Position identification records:
▼

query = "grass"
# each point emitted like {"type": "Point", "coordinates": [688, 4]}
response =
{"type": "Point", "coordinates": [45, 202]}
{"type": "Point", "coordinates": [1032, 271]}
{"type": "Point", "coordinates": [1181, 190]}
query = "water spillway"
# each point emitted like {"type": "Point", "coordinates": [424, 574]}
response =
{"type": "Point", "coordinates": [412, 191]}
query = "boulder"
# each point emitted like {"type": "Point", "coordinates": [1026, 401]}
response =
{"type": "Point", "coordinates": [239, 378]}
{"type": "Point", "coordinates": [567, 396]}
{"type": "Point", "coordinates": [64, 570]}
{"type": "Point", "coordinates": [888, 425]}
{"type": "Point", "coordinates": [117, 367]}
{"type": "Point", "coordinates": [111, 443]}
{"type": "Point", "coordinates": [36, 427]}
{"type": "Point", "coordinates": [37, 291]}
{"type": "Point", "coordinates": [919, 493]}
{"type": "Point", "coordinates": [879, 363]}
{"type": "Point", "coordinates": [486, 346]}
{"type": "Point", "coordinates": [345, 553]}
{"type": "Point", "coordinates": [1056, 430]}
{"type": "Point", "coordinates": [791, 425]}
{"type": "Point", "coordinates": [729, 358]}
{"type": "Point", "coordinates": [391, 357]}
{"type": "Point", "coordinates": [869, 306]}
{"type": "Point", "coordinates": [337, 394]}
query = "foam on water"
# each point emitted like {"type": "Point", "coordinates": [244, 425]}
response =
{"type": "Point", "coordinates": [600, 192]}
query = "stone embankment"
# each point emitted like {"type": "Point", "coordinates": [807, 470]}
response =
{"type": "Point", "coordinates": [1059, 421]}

▲

=== What the exercise asks ===
Restate the listing above word for word.

=== Task result ===
query = "grass"
# each point emitted like {"type": "Point", "coordinates": [688, 4]}
response =
{"type": "Point", "coordinates": [45, 202]}
{"type": "Point", "coordinates": [1032, 271]}
{"type": "Point", "coordinates": [1181, 190]}
query = "water spillway"
# each point emitted like {"type": "Point", "coordinates": [424, 574]}
response =
{"type": "Point", "coordinates": [412, 191]}
query = "boulder"
# each point emitted like {"type": "Point", "coordinates": [1026, 401]}
response =
{"type": "Point", "coordinates": [239, 378]}
{"type": "Point", "coordinates": [567, 396]}
{"type": "Point", "coordinates": [64, 570]}
{"type": "Point", "coordinates": [888, 425]}
{"type": "Point", "coordinates": [117, 367]}
{"type": "Point", "coordinates": [111, 443]}
{"type": "Point", "coordinates": [36, 427]}
{"type": "Point", "coordinates": [37, 291]}
{"type": "Point", "coordinates": [919, 493]}
{"type": "Point", "coordinates": [879, 363]}
{"type": "Point", "coordinates": [486, 346]}
{"type": "Point", "coordinates": [345, 553]}
{"type": "Point", "coordinates": [1056, 430]}
{"type": "Point", "coordinates": [791, 425]}
{"type": "Point", "coordinates": [729, 358]}
{"type": "Point", "coordinates": [391, 357]}
{"type": "Point", "coordinates": [869, 306]}
{"type": "Point", "coordinates": [337, 394]}
query = "foam on water"
# each point emitted like {"type": "Point", "coordinates": [244, 425]}
response =
{"type": "Point", "coordinates": [600, 192]}
query = "stone embankment"
# each point emitted like {"type": "Point", "coordinates": [807, 470]}
response =
{"type": "Point", "coordinates": [1059, 421]}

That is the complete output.